## Uraian Tugas
Tulis ulang semua baris catatan di bawah ini sebagai tabel Markdown dengan kolom "No" untuk nomor urut dan kolom "Isi" untuk barisnya. Lewati baris kosong.

## Data Catatan
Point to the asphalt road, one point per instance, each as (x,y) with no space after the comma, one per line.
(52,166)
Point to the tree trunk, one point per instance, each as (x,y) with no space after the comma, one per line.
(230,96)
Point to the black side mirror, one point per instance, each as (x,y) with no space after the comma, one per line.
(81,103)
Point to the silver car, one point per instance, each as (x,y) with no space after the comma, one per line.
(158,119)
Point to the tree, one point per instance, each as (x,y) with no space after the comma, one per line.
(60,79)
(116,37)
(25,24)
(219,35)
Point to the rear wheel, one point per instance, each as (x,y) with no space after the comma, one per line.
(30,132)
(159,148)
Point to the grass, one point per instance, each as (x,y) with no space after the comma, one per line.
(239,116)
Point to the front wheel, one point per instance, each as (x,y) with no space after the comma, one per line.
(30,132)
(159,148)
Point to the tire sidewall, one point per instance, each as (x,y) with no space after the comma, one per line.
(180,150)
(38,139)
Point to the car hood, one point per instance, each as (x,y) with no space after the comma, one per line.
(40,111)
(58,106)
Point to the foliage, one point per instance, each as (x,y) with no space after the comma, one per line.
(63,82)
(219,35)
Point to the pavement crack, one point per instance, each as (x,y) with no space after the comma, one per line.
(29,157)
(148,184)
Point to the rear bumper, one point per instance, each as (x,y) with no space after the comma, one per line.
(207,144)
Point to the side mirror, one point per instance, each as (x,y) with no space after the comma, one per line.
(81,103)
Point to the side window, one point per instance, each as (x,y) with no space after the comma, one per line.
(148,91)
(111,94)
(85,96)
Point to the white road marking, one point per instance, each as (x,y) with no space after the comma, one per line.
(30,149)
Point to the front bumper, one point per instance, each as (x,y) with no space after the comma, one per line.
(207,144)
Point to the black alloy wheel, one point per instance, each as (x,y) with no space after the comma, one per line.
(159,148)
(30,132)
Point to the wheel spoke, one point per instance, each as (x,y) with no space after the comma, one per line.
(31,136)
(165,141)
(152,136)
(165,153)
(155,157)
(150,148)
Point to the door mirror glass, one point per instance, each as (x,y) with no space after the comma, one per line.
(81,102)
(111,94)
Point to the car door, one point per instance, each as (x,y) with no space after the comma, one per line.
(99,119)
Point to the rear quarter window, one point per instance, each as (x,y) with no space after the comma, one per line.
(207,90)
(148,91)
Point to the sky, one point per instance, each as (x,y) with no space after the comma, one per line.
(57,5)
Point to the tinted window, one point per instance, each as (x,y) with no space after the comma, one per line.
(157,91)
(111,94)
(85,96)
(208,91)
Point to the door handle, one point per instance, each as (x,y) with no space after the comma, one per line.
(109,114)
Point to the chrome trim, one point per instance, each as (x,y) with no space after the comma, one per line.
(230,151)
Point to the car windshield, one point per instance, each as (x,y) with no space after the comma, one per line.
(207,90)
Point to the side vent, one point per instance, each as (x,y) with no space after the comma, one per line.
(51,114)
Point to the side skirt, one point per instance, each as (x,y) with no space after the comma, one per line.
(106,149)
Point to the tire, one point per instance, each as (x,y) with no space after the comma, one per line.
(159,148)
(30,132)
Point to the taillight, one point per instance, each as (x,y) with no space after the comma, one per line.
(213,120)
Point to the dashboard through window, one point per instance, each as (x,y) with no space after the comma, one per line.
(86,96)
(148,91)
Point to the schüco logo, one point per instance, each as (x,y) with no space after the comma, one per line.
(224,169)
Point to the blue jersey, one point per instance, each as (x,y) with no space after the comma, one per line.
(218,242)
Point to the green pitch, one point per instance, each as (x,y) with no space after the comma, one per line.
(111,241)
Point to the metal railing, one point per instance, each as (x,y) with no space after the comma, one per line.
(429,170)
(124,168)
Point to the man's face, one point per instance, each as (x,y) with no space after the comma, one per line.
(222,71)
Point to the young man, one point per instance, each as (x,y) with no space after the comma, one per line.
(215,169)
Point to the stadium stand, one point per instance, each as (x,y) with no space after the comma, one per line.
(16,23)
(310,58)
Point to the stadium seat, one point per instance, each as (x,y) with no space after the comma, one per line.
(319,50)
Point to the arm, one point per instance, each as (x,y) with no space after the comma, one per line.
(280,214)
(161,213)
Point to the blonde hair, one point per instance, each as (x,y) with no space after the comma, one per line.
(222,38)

## Hasil Tugas
| No | Isi |
|---|---|
| 1 | Point to the asphalt road, one point per instance, each as (x,y) with no space after the comma, one per line. |
| 2 | (52,166) |
| 3 | Point to the tree trunk, one point per instance, each as (x,y) with no space after the comma, one per line. |
| 4 | (230,96) |
| 5 | Point to the black side mirror, one point per instance, each as (x,y) with no space after the comma, one per line. |
| 6 | (81,103) |
| 7 | Point to the silver car, one point per instance, each as (x,y) with no space after the comma, one per line. |
| 8 | (158,119) |
| 9 | Point to the tree, one point per instance, each as (x,y) with no space after the comma, one per line. |
| 10 | (60,79) |
| 11 | (116,37) |
| 12 | (25,24) |
| 13 | (219,35) |
| 14 | Point to the rear wheel, one point per instance, each as (x,y) with no space after the comma, one per line. |
| 15 | (30,132) |
| 16 | (159,148) |
| 17 | Point to the grass, one point per instance, each as (x,y) with no space after the comma, one per line. |
| 18 | (239,116) |
| 19 | Point to the front wheel, one point per instance, each as (x,y) with no space after the comma, one per line. |
| 20 | (30,132) |
| 21 | (159,148) |
| 22 | Point to the tire sidewall, one point per instance, each as (x,y) with no space after the comma, one per line. |
| 23 | (180,150) |
| 24 | (38,139) |
| 25 | Point to the car hood, one point per instance, each as (x,y) with no space after the comma, one per line. |
| 26 | (40,111) |
| 27 | (58,106) |
| 28 | Point to the foliage, one point per instance, each as (x,y) with no space after the comma, one per line. |
| 29 | (63,82) |
| 30 | (219,35) |
| 31 | Point to the pavement crack, one point per instance, each as (x,y) with no space after the comma, one per line. |
| 32 | (29,157) |
| 33 | (148,184) |
| 34 | Point to the rear bumper, one point per instance, each as (x,y) with no space after the comma, one per line. |
| 35 | (207,144) |
| 36 | Point to the side mirror, one point per instance, each as (x,y) with no space after the comma, one per line. |
| 37 | (81,103) |
| 38 | Point to the side window, one point per instance, each as (x,y) with no space after the comma, one per line. |
| 39 | (148,91) |
| 40 | (111,94) |
| 41 | (85,96) |
| 42 | Point to the white road marking, one point per instance, each as (x,y) with no space after the comma, one per line. |
| 43 | (30,149) |
| 44 | Point to the front bumper, one point per instance, each as (x,y) with no space after the comma, one per line. |
| 45 | (207,144) |
| 46 | Point to the black alloy wheel, one point per instance, each as (x,y) with no space after the comma, one per line. |
| 47 | (159,148) |
| 48 | (30,132) |
| 49 | Point to the wheel spoke, one point per instance, each as (x,y) with no space after the comma, one per line. |
| 50 | (31,136) |
| 51 | (165,141) |
| 52 | (152,136) |
| 53 | (165,153) |
| 54 | (155,157) |
| 55 | (150,148) |
| 56 | Point to the door mirror glass, one point per instance, each as (x,y) with no space after the comma, one per line. |
| 57 | (81,102) |
| 58 | (111,94) |
| 59 | Point to the car door, one point per instance, each as (x,y) with no space after the comma, one per line. |
| 60 | (99,119) |
| 61 | Point to the rear quarter window, one point per instance, each as (x,y) with no space after the comma, one per line. |
| 62 | (207,90) |
| 63 | (148,91) |
| 64 | Point to the sky, one point per instance, each as (x,y) with no space after the comma, one per line. |
| 65 | (57,5) |
| 66 | Point to the tinted window, one point per instance, each as (x,y) with no space after the comma, one per line. |
| 67 | (157,91) |
| 68 | (111,94) |
| 69 | (85,96) |
| 70 | (208,91) |
| 71 | Point to the door handle, one point per instance, each as (x,y) with no space after the comma, one per line. |
| 72 | (109,114) |
| 73 | Point to the chrome trim, one point per instance, each as (x,y) with no space after the comma, one per line. |
| 74 | (230,151) |
| 75 | Point to the car windshield, one point per instance, each as (x,y) with no space after the comma, one per line. |
| 76 | (207,90) |
| 77 | Point to the side vent, one point per instance, each as (x,y) with no space after the comma, one per line. |
| 78 | (51,114) |
| 79 | Point to the side skirt, one point per instance, each as (x,y) with no space after the comma, one per line. |
| 80 | (106,149) |
| 81 | Point to the tire, one point per instance, each as (x,y) with no space after the comma, one per line. |
| 82 | (159,148) |
| 83 | (30,132) |
| 84 | Point to the taillight, one point per instance, each as (x,y) with no space after the comma, one per line. |
| 85 | (213,120) |
| 86 | Point to the dashboard through window, one point per instance, each as (x,y) with no space after the comma, one per line. |
| 87 | (86,96) |
| 88 | (148,91) |
| 89 | Point to the schüco logo, one point per instance, each as (x,y) with no space after the comma, one per line. |
| 90 | (224,169) |
| 91 | Point to the blue jersey, one point per instance, each as (x,y) with no space after the comma, one per line. |
| 92 | (218,242) |
| 93 | Point to the green pitch, one point per instance, each as (x,y) with no space after the comma, one per line. |
| 94 | (111,241) |
| 95 | Point to the metal railing, one point per instance, each as (x,y) with no space after the comma, one per line. |
| 96 | (429,170) |
| 97 | (124,168) |
| 98 | Point to the man's face, one point per instance, each as (x,y) with no space after the comma, one per line. |
| 99 | (222,71) |
| 100 | Point to the young man, one point per instance, each as (x,y) with no space after the comma, one per line. |
| 101 | (215,169) |
| 102 | Point to the stadium stand, one point per instance, each as (x,y) with no space after the comma, one per line. |
| 103 | (16,23) |
| 104 | (310,58) |
| 105 | Point to the stadium seat, one point per instance, each as (x,y) with no space after the comma, one per line. |
| 106 | (319,50) |
| 107 | Point to the arm, one point per instance, each as (x,y) with no space after the comma, one per line. |
| 108 | (280,214) |
| 109 | (161,213) |
| 110 | Point to the blonde hair, one point per instance, each as (x,y) with no space after the comma, one per line. |
| 111 | (222,38) |